Copy verbatim the block of lines in the entries below whose first line contains "Target = red armchair" and whose last line contains "Wanted = one point per instance of the floral armchair, dropped". Leave out all other lines.

• **Material provided**:
════════════════════

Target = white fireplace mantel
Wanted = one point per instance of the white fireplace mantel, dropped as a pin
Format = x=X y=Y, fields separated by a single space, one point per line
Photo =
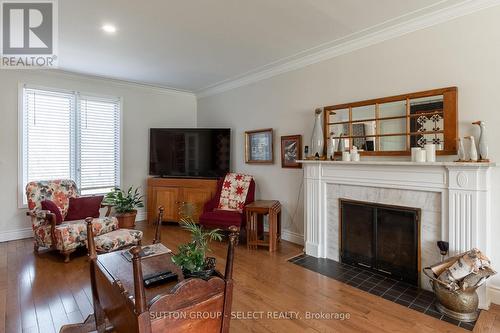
x=464 y=189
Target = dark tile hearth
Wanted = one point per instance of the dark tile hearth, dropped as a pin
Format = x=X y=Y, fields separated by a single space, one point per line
x=393 y=290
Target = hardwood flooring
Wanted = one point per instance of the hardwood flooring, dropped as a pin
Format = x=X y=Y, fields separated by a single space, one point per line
x=41 y=293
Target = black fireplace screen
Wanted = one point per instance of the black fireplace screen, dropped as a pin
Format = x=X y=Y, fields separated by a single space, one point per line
x=382 y=238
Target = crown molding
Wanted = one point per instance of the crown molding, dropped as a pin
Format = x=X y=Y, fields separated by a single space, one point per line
x=369 y=37
x=120 y=82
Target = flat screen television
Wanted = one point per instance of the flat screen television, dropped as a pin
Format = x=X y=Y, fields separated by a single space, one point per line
x=189 y=152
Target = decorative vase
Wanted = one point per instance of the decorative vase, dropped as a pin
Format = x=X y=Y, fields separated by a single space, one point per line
x=317 y=140
x=473 y=150
x=127 y=220
x=483 y=143
x=341 y=147
x=461 y=150
x=331 y=146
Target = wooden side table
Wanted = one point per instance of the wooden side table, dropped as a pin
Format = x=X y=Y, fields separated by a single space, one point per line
x=254 y=214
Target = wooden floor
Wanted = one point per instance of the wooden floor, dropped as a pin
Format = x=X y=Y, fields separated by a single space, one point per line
x=41 y=293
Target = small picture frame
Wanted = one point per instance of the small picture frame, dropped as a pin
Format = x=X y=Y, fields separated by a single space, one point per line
x=291 y=151
x=259 y=146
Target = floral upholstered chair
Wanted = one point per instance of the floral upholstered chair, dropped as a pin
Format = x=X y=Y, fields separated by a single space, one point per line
x=67 y=236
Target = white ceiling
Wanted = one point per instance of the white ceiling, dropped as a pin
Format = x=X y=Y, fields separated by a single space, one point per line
x=195 y=44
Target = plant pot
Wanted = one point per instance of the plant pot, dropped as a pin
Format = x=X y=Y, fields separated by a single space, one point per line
x=127 y=220
x=206 y=274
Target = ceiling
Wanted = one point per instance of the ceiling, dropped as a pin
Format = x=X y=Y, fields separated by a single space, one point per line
x=194 y=44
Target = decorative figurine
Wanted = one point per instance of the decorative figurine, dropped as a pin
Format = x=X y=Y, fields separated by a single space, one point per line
x=317 y=140
x=483 y=143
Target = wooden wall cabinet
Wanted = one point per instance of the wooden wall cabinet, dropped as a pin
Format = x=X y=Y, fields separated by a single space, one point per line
x=393 y=125
x=172 y=192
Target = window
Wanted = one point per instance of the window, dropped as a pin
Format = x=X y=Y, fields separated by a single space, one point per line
x=70 y=135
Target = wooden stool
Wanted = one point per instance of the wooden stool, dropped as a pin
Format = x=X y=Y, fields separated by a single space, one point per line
x=255 y=213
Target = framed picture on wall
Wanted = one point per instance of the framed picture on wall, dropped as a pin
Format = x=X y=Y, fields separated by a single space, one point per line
x=259 y=146
x=291 y=151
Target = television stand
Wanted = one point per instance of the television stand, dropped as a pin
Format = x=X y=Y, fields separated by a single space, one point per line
x=171 y=193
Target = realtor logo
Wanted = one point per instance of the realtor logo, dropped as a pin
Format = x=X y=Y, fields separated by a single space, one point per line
x=29 y=33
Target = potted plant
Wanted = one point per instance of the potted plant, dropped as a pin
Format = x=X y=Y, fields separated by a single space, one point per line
x=125 y=205
x=191 y=256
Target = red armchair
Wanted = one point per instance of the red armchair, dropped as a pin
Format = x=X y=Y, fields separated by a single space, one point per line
x=212 y=218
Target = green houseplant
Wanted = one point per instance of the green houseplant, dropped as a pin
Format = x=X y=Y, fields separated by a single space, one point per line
x=191 y=256
x=125 y=204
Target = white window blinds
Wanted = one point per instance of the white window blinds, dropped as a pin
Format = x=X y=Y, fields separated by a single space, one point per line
x=99 y=139
x=69 y=135
x=48 y=126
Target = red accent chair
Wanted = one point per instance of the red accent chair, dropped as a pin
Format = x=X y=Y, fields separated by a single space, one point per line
x=212 y=218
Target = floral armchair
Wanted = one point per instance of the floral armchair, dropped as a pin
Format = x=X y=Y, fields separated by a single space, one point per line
x=69 y=235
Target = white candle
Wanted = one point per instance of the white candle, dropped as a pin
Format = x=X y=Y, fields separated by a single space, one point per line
x=421 y=155
x=414 y=151
x=346 y=156
x=430 y=150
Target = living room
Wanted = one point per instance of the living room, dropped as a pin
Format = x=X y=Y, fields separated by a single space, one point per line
x=320 y=112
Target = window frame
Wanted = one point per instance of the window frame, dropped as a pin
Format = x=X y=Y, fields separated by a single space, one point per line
x=75 y=158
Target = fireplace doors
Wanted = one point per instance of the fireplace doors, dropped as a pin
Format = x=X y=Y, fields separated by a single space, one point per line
x=382 y=238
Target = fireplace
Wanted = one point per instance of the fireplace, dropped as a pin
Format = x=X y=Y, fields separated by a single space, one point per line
x=383 y=238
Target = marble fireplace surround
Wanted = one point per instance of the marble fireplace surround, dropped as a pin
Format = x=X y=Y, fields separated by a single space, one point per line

════════════════════

• **Response area**:
Target = red armchair
Wanted = one point per instance of the red armchair, dropped as a pin
Format = x=X y=Y, fields separated by a single space, one point per line
x=212 y=218
Target = green houseplant
Wanted = one point per instance of the green houseplant, dropped as a pin
Format = x=X y=Y, fields separated by a single space, one point per line
x=191 y=256
x=125 y=204
Target = white window blinds
Wanted = one point per instance of the white window blinds, dropped as a pin
Format = x=X y=Y, fields separated by a single space, one point per line
x=99 y=139
x=69 y=135
x=48 y=126
Target = red accent chair
Wanted = one point per instance of the red accent chair, dropped as a pin
Format = x=X y=Y, fields separated by a single space, one point per line
x=212 y=218
Target = floral armchair
Wanted = one point per instance of the floral armchair, dropped as a pin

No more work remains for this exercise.